**Aim of the exercise:** Reproduce the passage of the presentation abstract that opens with the words "Presentation Abstract" and closes with "to the present.", substituting "tablet" for "smartphone".

**Excerpt to read:**
-----

Jeremy A. Greene, M.D., Ph.D., is Professor of Medicine and the History of Medicine and holds the Elizabeth A. Treide and A. McGehee Harvey Chair in the History of Medicine at the Johns Hopkins School of Medicine; his most recent book, Generic: The Unbranding of Modern Medicines, was published by Johns Hopkins University Press. Greene's first book, Prescribing by Numbers: Drugs and the Definition of Disease, was awarded the Rachel Carson Prize by the Society for the Social Studies of Science and the Edward Kremers Prize by the American Institute of the History of Pharmacy. He received an MD and a PhD in the History of Science from Harvard University in 2005, finished a residency in Internal Medicine at the Brigham & Women's Hospital in 2008, is board certified in Internal Medicine and a member of the American College of Physicians, and continues to practice primary care medicine in a community health center in East Baltimore.
Presentation Abstract
The Analog Patient: Towards a Media History of Medicine
What can the history of older technologies like the telephone and the television teach us about the future of digitally-medicated medicine? Today, new technologies like the smartphone, the electronic medical record, and the Fitbit are widely expected to revolutionize clinical care, public health research, and medical education. Yet the hopes and fears stirred by these visions of medicine’s digital future echo earlier concerns of social justice, health equity, and clinical ethics that were equally visible when older analog media were first introduced into medicine. This talk reframes current debates over the promise and perils of digital health by examining the continuity--and change--in the successive ethical challenges posed by a series of older "new media" in medicine from the late 19th century to the present.

-----

[Extracted data entries]
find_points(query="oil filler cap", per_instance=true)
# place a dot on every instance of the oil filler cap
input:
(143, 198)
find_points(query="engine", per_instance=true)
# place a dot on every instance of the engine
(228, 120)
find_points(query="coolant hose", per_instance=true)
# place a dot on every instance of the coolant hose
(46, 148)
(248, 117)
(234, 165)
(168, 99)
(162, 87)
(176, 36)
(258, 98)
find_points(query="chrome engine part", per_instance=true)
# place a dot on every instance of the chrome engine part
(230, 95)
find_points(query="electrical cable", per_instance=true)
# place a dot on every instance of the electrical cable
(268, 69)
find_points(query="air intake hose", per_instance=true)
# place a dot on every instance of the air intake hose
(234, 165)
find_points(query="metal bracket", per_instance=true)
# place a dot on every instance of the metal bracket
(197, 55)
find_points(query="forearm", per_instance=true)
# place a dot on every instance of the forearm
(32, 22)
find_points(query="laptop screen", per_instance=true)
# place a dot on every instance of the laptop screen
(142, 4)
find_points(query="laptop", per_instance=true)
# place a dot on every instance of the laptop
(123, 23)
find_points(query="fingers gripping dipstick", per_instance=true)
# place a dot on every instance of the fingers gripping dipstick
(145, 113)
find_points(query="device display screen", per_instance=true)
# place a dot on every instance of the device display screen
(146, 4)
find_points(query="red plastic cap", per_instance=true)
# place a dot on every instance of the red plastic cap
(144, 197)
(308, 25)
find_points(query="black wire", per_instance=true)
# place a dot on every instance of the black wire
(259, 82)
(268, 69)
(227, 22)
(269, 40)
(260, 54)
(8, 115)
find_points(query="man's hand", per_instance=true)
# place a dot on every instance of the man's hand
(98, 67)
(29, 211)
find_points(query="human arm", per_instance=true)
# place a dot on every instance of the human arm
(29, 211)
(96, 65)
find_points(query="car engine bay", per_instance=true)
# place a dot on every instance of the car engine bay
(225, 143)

-----

**Solution for this problem:**
Presentation Abstract
The Analog Patient: Towards a Media History of Medicine
What can the history of older technologies like the telephone and the television teach us about the future of digitally-medicated medicine? Today, new technologies like the tablet, the electronic medical record, and the Fitbit are widely expected to revolutionize clinical care, public health research, and medical education. Yet the hopes and fears stirred by these visions of medicine’s digital future echo earlier concerns of social justice, health equity, and clinical ethics that were equally visible when older analog media were first introduced into medicine. This talk reframes current debates over the promise and perils of digital health by examining the continuity--and change--in the successive ethical challenges posed by a series of older "new media" in medicine from the late 19th century to the present.